#### Exercise instructions:
Please print the records below word for word.

#### Material provided:
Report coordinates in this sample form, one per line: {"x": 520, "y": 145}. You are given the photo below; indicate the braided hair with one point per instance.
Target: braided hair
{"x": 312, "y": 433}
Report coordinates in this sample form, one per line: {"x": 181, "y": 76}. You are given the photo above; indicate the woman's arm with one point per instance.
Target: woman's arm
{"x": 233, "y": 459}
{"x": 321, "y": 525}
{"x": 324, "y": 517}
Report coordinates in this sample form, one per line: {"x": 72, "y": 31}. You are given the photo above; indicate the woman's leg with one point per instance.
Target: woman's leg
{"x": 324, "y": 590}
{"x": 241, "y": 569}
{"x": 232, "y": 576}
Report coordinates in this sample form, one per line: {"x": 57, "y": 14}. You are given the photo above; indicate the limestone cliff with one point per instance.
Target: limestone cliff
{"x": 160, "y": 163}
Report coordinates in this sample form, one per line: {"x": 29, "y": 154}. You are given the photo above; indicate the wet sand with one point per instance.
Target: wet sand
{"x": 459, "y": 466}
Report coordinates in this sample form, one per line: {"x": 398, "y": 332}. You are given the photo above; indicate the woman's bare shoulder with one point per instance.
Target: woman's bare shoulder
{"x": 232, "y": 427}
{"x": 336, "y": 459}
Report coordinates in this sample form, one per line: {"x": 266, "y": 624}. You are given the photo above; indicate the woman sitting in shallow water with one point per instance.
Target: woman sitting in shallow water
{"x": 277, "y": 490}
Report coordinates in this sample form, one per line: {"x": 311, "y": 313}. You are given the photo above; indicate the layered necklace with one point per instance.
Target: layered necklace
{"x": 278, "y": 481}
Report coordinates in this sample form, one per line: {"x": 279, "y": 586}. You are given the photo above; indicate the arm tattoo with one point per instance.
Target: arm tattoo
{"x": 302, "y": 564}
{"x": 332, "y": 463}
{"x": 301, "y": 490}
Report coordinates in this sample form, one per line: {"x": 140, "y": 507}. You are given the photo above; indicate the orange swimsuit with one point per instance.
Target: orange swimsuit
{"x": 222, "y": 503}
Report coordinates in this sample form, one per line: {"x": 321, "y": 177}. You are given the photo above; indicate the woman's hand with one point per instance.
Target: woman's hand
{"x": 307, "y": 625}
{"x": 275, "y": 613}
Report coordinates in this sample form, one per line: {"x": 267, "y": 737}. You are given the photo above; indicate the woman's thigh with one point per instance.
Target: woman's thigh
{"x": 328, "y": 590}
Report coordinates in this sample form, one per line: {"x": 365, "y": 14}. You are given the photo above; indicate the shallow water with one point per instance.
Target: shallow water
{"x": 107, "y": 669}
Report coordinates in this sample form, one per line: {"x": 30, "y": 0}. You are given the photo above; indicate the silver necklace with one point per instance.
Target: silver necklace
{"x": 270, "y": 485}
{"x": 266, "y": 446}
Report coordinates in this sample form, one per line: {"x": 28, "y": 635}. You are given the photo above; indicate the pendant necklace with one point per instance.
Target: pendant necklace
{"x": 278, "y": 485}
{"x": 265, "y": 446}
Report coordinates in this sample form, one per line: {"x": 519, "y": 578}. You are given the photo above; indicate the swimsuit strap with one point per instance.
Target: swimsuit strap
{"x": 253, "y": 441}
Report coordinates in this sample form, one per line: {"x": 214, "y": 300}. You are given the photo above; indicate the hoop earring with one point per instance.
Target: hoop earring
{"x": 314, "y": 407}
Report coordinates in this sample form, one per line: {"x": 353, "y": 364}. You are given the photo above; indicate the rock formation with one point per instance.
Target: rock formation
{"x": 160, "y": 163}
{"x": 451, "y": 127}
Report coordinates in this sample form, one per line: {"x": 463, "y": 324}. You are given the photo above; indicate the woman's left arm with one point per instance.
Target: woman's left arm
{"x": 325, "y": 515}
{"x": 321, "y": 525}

#### Solution to the problem:
Report coordinates in this sample form, one per line: {"x": 520, "y": 145}. You are given the photo below; indicate the braided hair with one point per instance.
Target: braided hair
{"x": 312, "y": 433}
Report coordinates in this sample form, one per line: {"x": 181, "y": 76}. You are given the photo above; indicate the woman's arm with one point per instance.
Target: woman's arm
{"x": 233, "y": 459}
{"x": 321, "y": 525}
{"x": 324, "y": 517}
Report coordinates in this sample form, one per line: {"x": 72, "y": 31}. You are given the photo above; indicate the woman's leg with one point per instance.
Target: woman's leg
{"x": 324, "y": 590}
{"x": 241, "y": 569}
{"x": 232, "y": 576}
Report coordinates in this sample form, one per line: {"x": 57, "y": 14}. You are given the photo above; indicate the limestone cliff with one point per instance.
Target: limestone cliff
{"x": 160, "y": 163}
Report coordinates in this sample form, one per line: {"x": 29, "y": 154}. You are given the photo above; indicate the wet sand with one point per instance.
Target: wet sand
{"x": 459, "y": 466}
Report coordinates in this sample form, one per line: {"x": 398, "y": 332}. You are given the photo above; indicate the woman's bare shoulder with one point per instance.
Target: woman's bare shoulder
{"x": 232, "y": 427}
{"x": 336, "y": 459}
Report coordinates in this sample form, one per line: {"x": 266, "y": 624}. You are given the photo above; indicate the woman sitting in shallow water with one point per instance.
Target: woman sitting in shallow water
{"x": 277, "y": 490}
Report coordinates in this sample form, one per line: {"x": 311, "y": 313}. You are given the photo above; indicate the layered necklace with one point per instance.
Target: layered necklace
{"x": 278, "y": 481}
Report coordinates in this sample form, one per line: {"x": 279, "y": 586}. You are given the photo above; indicate the arm tattoo with one point per instance.
Target: arm tattoo
{"x": 302, "y": 564}
{"x": 332, "y": 463}
{"x": 301, "y": 490}
Report coordinates in this sample form, one per line: {"x": 140, "y": 507}. You are given the photo above; indicate the orange swimsuit with one point per instance.
Target: orange swimsuit
{"x": 222, "y": 503}
Report coordinates in this sample form, one per line: {"x": 321, "y": 177}. You are given the photo above; indicate the woman's hand with one point per instance.
Target: woman's hand
{"x": 307, "y": 625}
{"x": 275, "y": 613}
Report coordinates in this sample form, one per line: {"x": 267, "y": 737}. You are given the photo above; indicate the woman's thigh with one point per instance.
Target: woman's thigh
{"x": 328, "y": 590}
Report coordinates in this sample form, one per line: {"x": 365, "y": 14}. You are given the photo above; indicate the shallow water with one point per instance.
Target: shallow water
{"x": 107, "y": 669}
Report coordinates in this sample form, one per line: {"x": 30, "y": 0}. You are given the photo above; indicate the silver necklace with one point per instance.
Target: silver necklace
{"x": 270, "y": 485}
{"x": 266, "y": 446}
Report coordinates in this sample form, one per line: {"x": 28, "y": 635}. You are given the photo above; indicate the pendant necklace with one point per instance.
Target: pendant necklace
{"x": 278, "y": 485}
{"x": 265, "y": 446}
Report coordinates in this sample form, one per line: {"x": 519, "y": 578}. You are given the photo above; indicate the swimsuit strap with one point per instance.
Target: swimsuit strap
{"x": 253, "y": 441}
Report coordinates in this sample form, one per line: {"x": 214, "y": 300}. You are given the photo above; indicate the hoop earring with one point per instance.
Target: hoop earring
{"x": 314, "y": 407}
Report coordinates in this sample form, one per line: {"x": 353, "y": 364}. You are given the photo above; indicate the rock formation with one point per instance.
Target: rock formation
{"x": 160, "y": 163}
{"x": 451, "y": 127}
Report coordinates in this sample form, one per line: {"x": 463, "y": 324}. You are given the photo above; indicate the woman's left arm with one point per instance.
Target: woman's left arm
{"x": 325, "y": 515}
{"x": 321, "y": 525}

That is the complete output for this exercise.